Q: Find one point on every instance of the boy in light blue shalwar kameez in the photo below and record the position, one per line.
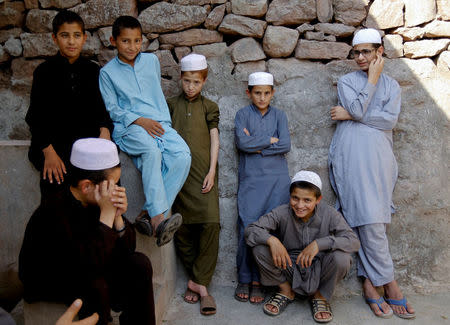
(131, 88)
(363, 169)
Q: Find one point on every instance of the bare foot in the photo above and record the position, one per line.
(285, 290)
(393, 291)
(198, 288)
(256, 298)
(371, 292)
(156, 220)
(321, 315)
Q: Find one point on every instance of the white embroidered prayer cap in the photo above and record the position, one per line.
(94, 154)
(193, 62)
(367, 35)
(260, 79)
(307, 176)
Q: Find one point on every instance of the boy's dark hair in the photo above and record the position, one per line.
(251, 87)
(306, 186)
(95, 176)
(125, 22)
(203, 73)
(66, 16)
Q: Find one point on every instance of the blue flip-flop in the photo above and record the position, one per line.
(379, 302)
(401, 302)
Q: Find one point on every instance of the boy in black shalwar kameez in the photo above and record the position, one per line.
(77, 244)
(65, 103)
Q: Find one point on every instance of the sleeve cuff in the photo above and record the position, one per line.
(130, 118)
(324, 243)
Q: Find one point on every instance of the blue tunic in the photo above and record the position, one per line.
(263, 177)
(362, 165)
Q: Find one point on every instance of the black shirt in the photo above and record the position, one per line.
(65, 105)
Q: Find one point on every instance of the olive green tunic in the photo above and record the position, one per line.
(193, 121)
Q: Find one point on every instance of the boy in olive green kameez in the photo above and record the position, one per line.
(196, 119)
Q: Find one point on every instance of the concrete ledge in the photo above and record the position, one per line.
(20, 196)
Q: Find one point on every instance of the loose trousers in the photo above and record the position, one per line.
(246, 266)
(374, 259)
(197, 247)
(333, 267)
(127, 288)
(164, 163)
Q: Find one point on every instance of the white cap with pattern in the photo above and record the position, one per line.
(260, 79)
(307, 176)
(367, 35)
(94, 154)
(193, 62)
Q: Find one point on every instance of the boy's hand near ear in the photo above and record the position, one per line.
(53, 166)
(375, 69)
(103, 195)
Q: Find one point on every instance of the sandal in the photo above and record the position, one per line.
(321, 306)
(242, 288)
(167, 228)
(191, 293)
(257, 291)
(401, 302)
(277, 300)
(379, 302)
(143, 224)
(207, 305)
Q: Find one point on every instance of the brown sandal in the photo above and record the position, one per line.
(321, 306)
(207, 305)
(191, 293)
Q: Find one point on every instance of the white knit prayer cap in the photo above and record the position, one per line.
(366, 36)
(193, 62)
(307, 176)
(94, 154)
(260, 79)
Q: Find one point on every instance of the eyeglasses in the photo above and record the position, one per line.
(365, 52)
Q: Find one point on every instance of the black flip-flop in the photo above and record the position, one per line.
(242, 288)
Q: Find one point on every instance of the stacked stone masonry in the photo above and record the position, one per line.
(306, 45)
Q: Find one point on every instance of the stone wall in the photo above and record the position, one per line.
(305, 44)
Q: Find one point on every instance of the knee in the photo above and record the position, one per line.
(341, 260)
(141, 266)
(261, 252)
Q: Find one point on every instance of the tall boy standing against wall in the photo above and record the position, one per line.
(363, 169)
(131, 88)
(262, 138)
(65, 103)
(196, 118)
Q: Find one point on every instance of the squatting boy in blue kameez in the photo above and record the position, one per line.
(131, 88)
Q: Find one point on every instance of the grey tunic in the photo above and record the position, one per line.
(362, 166)
(326, 226)
(334, 238)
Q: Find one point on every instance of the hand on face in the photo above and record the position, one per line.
(104, 195)
(119, 200)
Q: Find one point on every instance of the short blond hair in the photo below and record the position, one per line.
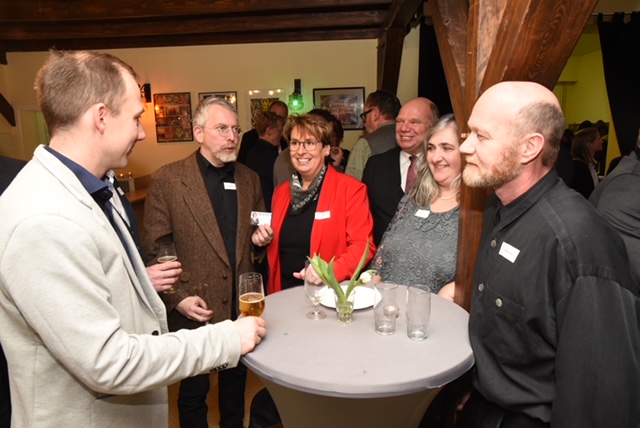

▶ _Exercise_
Every line above should be retyped exactly; the pictures do not belong in the copy.

▶ _Your solution_
Q: Find one point on every instance of the boy in light blue shalwar kameez in the photo below and record the position, one per line.
(131, 88)
(363, 169)
Q: Find one point on every instance of the bare foot in the photo above and record the position, one per line.
(285, 290)
(393, 291)
(198, 288)
(256, 298)
(371, 292)
(156, 220)
(321, 315)
Q: Find one point on every instance of the white embroidered prayer cap in the photo above and record the position, one per line.
(94, 154)
(193, 62)
(367, 35)
(260, 79)
(307, 176)
Q: Find one point on every instance of the boy's dark hair in the photo above and record the position, one per line.
(251, 87)
(306, 186)
(95, 176)
(125, 22)
(203, 73)
(66, 16)
Q: Find one point on every instance of the blue flip-flop in the photo above and record the position, one per line.
(379, 302)
(401, 302)
Q: Find one point on every instance of the boy in black shalwar kameez in the photo above and record the position, one per line.
(77, 244)
(65, 103)
Q: Find one point on every instance of the sleeve cuff in the photo above and record the position, one per line.
(130, 118)
(324, 243)
Q: Find one point on every instance of the blue tunic in the photo above and record the position, one per line.
(263, 177)
(362, 165)
Q: Find one point on every instance of the black shirt in the photo above and record the position, one per line.
(65, 105)
Q: Find one point on every instance of the olive green tunic in the photo above and record the position, one per line.
(193, 121)
Q: Find one point on every instance of the boy in olive green kameez in the photo above and record the position, one per line.
(196, 119)
Q: Find one point on every instance of the concrete ledge in the photo above and record the position, one per line.
(20, 196)
Q: Find one point on every instance of the loose trousers in the photo above and record the position, one per line.
(246, 266)
(374, 259)
(197, 247)
(333, 267)
(127, 288)
(164, 163)
Q: Find one point on every instance of the white cap with pattern in the photo above and record the position, one per line.
(260, 79)
(307, 176)
(367, 35)
(94, 154)
(193, 62)
Q: Find one point on every instance of the boy's hand near ear in the photo above and record the position, one per line.
(53, 166)
(375, 69)
(103, 195)
Q: Find one point on every instance of the sandal in the photo above and record the position, one per line.
(321, 306)
(242, 288)
(167, 228)
(191, 293)
(257, 291)
(401, 302)
(277, 300)
(379, 302)
(143, 224)
(207, 305)
Q: Find one point on every instance of the brown sandal in the photo above and record the position, one per line.
(321, 306)
(207, 305)
(191, 293)
Q: Find one point on every instance of the white knit prayer cap in the photo above and record the position, one per line.
(366, 36)
(193, 62)
(307, 176)
(94, 154)
(260, 79)
Q: Find one point on every instance of the eyeglasses in the photo above and record the position, one per line.
(365, 52)
Q: Find one point on every instance of the black flip-flop in the photo above and record the position, one per line.
(242, 288)
Q: Find one point on every instance of the stacked stone masonry in the photo above and record the position, one per line.
(306, 45)
Q: Find one point on every instance of the stone wall in the photo above and record the position, one per line.
(305, 44)
Q: Find one point on every instance of the knee in the photo above and record the position, one per line.
(341, 260)
(141, 266)
(261, 252)
Q: Find one point on every instance of the tall boy standing against wall in the photo above and record the position, one per line.
(363, 169)
(131, 88)
(262, 138)
(65, 103)
(196, 118)
Q: Find one point on every instance of the squatting boy in blue kameez in the photo above and record the position, one per line.
(131, 88)
Q: Find one point on every instance of the grey tunic in the photo above and record the position, one per line.
(362, 166)
(326, 226)
(334, 238)
Q: Find one point on every instance of the hand on face in the photo above and record the position, one per line.
(104, 195)
(119, 200)
Q: Find one point on every instance of the short blond hair in the photo below and record the position, one per line.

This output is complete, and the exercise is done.